Location identification entries
#####

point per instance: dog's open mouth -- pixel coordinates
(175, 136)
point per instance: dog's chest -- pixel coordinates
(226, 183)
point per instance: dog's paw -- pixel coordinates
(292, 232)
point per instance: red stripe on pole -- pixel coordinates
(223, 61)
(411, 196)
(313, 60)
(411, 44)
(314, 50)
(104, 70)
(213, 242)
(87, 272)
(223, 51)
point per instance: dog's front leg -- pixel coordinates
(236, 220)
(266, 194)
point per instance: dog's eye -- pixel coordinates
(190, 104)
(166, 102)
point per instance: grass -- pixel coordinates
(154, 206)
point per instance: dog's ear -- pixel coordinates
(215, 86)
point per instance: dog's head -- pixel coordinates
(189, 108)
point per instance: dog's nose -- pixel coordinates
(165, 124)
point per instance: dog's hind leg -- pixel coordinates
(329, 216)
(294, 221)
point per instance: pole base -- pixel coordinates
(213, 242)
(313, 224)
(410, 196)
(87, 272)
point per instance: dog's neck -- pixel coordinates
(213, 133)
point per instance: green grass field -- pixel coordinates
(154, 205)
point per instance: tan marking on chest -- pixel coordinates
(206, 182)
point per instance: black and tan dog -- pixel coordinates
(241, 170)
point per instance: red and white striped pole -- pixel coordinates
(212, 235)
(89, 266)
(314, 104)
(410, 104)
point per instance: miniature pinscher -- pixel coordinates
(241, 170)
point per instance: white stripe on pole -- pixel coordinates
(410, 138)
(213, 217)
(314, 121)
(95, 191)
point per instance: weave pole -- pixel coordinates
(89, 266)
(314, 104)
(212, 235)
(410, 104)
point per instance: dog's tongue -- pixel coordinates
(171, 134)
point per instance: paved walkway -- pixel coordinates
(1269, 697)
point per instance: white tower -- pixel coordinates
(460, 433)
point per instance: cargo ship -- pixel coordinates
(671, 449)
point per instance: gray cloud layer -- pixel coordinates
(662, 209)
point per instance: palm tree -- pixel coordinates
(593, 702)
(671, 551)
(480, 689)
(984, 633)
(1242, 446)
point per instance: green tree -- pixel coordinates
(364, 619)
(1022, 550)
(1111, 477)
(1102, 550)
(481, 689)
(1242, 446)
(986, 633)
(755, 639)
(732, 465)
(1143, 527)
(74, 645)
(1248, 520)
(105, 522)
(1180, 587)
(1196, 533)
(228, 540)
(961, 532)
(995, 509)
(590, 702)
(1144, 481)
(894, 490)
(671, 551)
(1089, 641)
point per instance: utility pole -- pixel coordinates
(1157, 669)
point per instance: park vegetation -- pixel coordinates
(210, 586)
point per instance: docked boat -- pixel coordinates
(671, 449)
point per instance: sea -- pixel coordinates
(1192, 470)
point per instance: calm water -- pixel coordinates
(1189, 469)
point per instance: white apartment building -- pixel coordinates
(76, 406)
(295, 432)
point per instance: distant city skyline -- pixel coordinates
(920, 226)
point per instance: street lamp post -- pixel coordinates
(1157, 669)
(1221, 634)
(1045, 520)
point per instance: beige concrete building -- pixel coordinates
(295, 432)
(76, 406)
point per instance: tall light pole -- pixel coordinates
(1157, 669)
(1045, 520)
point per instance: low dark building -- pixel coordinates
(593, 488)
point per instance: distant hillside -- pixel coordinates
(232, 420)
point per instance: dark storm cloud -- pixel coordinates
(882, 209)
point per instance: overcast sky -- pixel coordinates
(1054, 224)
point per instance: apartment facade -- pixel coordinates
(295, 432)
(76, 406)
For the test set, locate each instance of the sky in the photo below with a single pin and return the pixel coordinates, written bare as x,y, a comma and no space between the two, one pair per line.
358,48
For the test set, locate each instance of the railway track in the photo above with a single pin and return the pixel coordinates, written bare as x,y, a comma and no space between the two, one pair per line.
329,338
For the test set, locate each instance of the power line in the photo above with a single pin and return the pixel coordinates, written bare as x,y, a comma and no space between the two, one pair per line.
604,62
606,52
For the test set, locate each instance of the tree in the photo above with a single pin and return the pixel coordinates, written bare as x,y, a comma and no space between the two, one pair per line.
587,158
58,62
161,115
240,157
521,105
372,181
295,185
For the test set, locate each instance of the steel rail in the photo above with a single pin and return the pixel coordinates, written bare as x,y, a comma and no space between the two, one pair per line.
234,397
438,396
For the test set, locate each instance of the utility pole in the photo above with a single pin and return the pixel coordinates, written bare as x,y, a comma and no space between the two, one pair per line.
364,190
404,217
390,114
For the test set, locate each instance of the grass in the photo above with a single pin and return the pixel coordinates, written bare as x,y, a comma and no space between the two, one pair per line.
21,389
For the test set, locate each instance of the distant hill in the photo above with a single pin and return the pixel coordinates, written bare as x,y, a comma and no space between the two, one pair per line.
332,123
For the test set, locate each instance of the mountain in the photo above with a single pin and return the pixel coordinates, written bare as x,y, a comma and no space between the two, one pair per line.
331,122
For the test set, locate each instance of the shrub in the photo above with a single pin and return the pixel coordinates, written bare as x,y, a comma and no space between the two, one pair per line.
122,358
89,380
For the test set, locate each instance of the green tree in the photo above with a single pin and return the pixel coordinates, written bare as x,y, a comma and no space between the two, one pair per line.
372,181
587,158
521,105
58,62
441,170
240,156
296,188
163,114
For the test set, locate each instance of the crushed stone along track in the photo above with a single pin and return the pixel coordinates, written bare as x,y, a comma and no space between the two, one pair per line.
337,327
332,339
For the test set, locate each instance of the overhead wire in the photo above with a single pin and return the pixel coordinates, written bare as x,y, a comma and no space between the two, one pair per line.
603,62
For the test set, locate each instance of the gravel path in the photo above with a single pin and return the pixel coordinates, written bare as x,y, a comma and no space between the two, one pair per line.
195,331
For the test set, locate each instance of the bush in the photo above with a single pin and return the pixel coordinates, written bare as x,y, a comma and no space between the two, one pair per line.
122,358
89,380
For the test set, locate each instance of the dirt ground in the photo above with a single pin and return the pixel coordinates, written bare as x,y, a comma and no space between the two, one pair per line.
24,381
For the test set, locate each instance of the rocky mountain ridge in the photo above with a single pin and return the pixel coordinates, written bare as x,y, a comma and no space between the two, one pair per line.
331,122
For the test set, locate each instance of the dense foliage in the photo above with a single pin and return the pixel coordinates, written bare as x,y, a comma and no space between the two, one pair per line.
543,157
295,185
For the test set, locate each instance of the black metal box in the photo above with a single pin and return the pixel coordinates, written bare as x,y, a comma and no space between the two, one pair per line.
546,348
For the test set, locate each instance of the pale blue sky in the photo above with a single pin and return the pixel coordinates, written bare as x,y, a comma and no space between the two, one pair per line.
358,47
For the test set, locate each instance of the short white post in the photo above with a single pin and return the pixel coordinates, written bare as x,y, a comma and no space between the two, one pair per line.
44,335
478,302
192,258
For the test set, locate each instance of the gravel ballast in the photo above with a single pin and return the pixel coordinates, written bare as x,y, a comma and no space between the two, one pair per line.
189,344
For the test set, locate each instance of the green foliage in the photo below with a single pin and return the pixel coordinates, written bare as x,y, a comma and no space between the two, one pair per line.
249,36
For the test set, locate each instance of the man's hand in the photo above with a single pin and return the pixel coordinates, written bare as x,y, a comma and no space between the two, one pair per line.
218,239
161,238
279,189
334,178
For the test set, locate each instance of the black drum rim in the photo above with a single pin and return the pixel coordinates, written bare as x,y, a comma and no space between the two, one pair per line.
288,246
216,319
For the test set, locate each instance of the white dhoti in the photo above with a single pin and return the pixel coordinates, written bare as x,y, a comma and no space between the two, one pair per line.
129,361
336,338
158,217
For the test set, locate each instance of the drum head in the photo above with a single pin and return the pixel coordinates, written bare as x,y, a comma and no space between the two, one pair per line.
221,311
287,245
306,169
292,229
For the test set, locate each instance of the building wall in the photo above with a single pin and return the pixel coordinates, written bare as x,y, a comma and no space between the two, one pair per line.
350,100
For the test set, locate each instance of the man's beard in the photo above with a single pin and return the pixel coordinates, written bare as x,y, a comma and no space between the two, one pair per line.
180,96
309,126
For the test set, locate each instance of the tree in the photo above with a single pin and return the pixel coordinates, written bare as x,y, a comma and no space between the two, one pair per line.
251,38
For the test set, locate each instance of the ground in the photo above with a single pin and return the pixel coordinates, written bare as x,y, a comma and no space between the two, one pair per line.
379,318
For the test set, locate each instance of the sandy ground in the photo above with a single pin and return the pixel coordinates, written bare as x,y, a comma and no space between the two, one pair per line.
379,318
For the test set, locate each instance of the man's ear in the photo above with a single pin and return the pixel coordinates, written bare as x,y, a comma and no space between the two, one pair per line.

#####

[Objective] Give back the lines above exactly, from the one with "For the test set, locate each instance of the ground" through the last line.

[Answer to this problem]
For the test set, locate each instance of the ground in the photo above with a single pin and return the pixel coordinates, written bare as x,y, a comma and no space between the two, one pair per line.
379,318
For the test set, locate each instance of the sandy ground in the photo above with a single pin and return the pixel coordinates, written bare as x,y, a comma and no space between the two, one pair per line.
379,318
For the test set, locate each instance of the man's ear in the photo above with a single pin and return the pixel coordinates, written bare as x,y, a comma and no space between the two, one pair per line.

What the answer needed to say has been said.